__Passage provided__.
--- begin ---

Aluminized steel sheets, which afford excellent heat resistance, are often used on parts to which heat is applied. In high-temperature environments, an alloying reaction proceeds between the aluminized layer and the steel base, and the aluminized layer is transformed to an Al–Fe-based or Al–Fe–Si-based intermetallic compounds. According to the Al–Fe binary phase diagram⁶⁾ shown in Fig. 1, at 800°C, for example, there are five types of intermetallic compounds depending on the composition. Al diffuses into the steel base to form a bcc (bcc_A2) phase, in which Al is dissolved as a solid solution, and the compound FeAl, which has an ordered bcc phase structure (bcc_B2), is formed adjacent to this phase in the region closest to the steel sheet. These two phases have a continuous composition, with Al atomic fractions ranging from 0 to approximately 0.5. A void band is reportedly formed at a certain distance from the surface of the aluminized layer when an aluminized steel sheet is heated for several hours at a high temperature, e.g. 800°C.⁷⁾ It has also been reported that the band is formed near the interface between the bcc_A2 and bcc_B2 phases.^8,9) The pores formed here are considered to be Kirkendall pores, and they are formed by vacancy accumulation due to the difference in the diffusion rates of Al and Fe in the bcc_A2 and bcc_B2 phases.

Fig. 1.

Al–Fe phase diagram.⁶⁾ (Online version in color.)

To date, the number of pores that form has been estimated by the numerical calculation of diffusion in, for example, the Fe–Pd system,¹⁰⁾ because Kirkendall pores are described purely by diffusion. In this study, pore formation is estimated by performing the same calculation for the Al–Fe system. Further, there are very few reports on the effects of steel composition and aluminizing bath composition on pore formation in aluminized steel sheets.^7,8) As mentioned previously, there are two types of aluminized steel sheets, and both have been found to contain pores.¹¹⁾ However, it is not clear whether pores are more likely to be formed in one type or the other. Therefore, the effect of Si in the aluminizing bath on pore formation is investigated in this study, and the number of observed pores is compared with the number obtained using the diffusion calculation.

2. Numerical Calculation of Kirkendall Pores

Kirkendall pores are caused by the accumulation of vacancies resulting from a difference in the diffusion coefficients of the elements in binary, ternary, or higher-order alloy systems. Several attempts have been made to calculate the formation distribution of Kirkendall pores by solving the diffusion equation.^10,12,13,14) Results for the Fe–Pd and Ni–Pd systems,¹⁰⁾ Fe–Ni system,¹³⁾ Sn–Cu system,¹⁴⁾ and others have been reported. There are no reported studies of the Al–Fe and Al–Fe–Si systems, which we attempted to calculate in this study considering only target phases of bcc_A2 and bcc_B2. The reason is that pores are actually formed in these phases. The calculation procedure is shown below. The calculation was performed for the Al–Fe binary system for simplicity, although the aluminizing bath typically used to aluminize steel sheets often contains 8–10 mass% Si.

--- end ---

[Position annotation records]

--- begin ---

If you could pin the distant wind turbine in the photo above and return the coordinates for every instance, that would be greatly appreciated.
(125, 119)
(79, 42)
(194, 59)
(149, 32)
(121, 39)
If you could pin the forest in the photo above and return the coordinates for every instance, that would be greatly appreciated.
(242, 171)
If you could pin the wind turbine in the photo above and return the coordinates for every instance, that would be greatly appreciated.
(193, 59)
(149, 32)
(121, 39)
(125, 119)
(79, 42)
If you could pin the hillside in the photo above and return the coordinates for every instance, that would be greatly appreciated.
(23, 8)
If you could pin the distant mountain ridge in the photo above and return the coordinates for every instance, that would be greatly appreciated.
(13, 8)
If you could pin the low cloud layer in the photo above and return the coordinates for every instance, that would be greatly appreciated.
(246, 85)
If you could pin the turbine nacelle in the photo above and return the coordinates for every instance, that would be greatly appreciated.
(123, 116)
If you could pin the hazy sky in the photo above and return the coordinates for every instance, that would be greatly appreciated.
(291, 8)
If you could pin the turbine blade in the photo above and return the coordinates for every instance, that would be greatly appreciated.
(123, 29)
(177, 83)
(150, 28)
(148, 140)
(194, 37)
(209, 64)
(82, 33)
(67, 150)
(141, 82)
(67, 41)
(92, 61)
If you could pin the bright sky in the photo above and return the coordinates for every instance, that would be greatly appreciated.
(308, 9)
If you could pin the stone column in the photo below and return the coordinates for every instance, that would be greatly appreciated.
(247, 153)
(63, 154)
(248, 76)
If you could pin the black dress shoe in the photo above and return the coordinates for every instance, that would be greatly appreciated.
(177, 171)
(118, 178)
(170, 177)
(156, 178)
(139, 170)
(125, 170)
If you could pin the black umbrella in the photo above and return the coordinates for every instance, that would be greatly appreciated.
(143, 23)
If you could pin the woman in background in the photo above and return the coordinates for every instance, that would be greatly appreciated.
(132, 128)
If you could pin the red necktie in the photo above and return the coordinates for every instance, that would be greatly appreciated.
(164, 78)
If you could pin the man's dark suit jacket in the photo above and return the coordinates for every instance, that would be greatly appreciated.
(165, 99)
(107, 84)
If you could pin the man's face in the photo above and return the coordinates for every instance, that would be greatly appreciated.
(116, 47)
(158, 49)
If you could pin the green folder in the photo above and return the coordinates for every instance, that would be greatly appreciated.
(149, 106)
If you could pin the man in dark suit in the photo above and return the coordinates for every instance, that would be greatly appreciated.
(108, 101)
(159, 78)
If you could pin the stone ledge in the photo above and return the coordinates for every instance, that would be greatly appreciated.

--- end ---

__Set tasks__.
1) Output, word for word, the portion of the passage on pore formation in aluminized steel that runs from "To date, the" up to and including "the diffusion calculation.".
2) Go on with the passage on pore formation in aluminized steel, picking up right after its final sentence.

__Task answers__.
1)
To date, the number of pores that form has been estimated by the numerical calculation of diffusion in, for example, the Fe–Pd system,¹⁰⁾ because Kirkendall pores are described purely by diffusion. In this study, pore formation is estimated by performing the same calculation for the Al–Fe system. Further, there are very few reports on the effects of steel composition and aluminizing bath composition on pore formation in aluminized steel sheets.^7,8) As mentioned previously, there are two types of aluminized steel sheets, and both have been found to contain pores.¹¹⁾ However, it is not clear whether pores are more likely to be formed in one type or the other. Therefore, the effect of Si in the aluminizing bath on pore formation is investigated in this study, and the number of observed pores is compared with the number obtained using the diffusion calculation.

2)
According to Höglund et al.,¹⁰⁾ the vacancy flow velocity ${J^{‘}}_{Va}$ in the lattice is expressed as Eq. (1). They also established the following relationship between the spatial derivative of the vacancy flow velocity and the time derivative of the vacancy fraction y_Va.   

$$J_{Va}=-(J_A+J_B)=(D_B-D_A)\frac{1}{V_m}\frac{\partial x_B}{\partial z}$$(1)

  

$$\frac{1}{V_m}\frac{\partial y_{Va}}{\partial t}=-\frac{\partial J_{Va}}{\partial z}=-\frac{\partial }{\partial z}\left[\left(D_B-D_A\right)\frac{1}{V_m}\frac{\partial x_B}{\partial z}\right]$$(2)

Here, J_A and J_B represent the flow velocities of components A and B, respectively; D_A and D_B represent the intrinsic diffusion coefficients of components A and B, respectively; V_m represents the molar volume; x_B represents the atomic fraction of component B; z represents the position; and t represents time. The vacancy flow velocity results from the difference in the flow velocities of components A and B, which indicates that it is described by their diffusion coefficients.

The time derivative of the vacancy fraction can be obtained by experimentally measuring the concentration distributions of Al, Fe, and Si and using them to calculate the right side of Eq. (2). By integrating this derivative with time, y_Va can be calculated. The final pore fraction f_p is obtained as follows.   

$$f_p=\frac{y_{Va}}{1+y_{Va}}$$(3)

The ratios of the intrinsic diffusion coefficients of Fe and Al in the bcc_B2 and bcc_A2 phases, α and β, respectively, are introduced in this study, because the interdiffusion coefficient can be calculated from the concentration distribution. The Sauer–Freise method¹⁵⁾ was used to calculate the interdiffusion coefficient from the concentration distribution; specifically, pydiffusuion,¹⁶⁾ a diffusion library in Python, was used.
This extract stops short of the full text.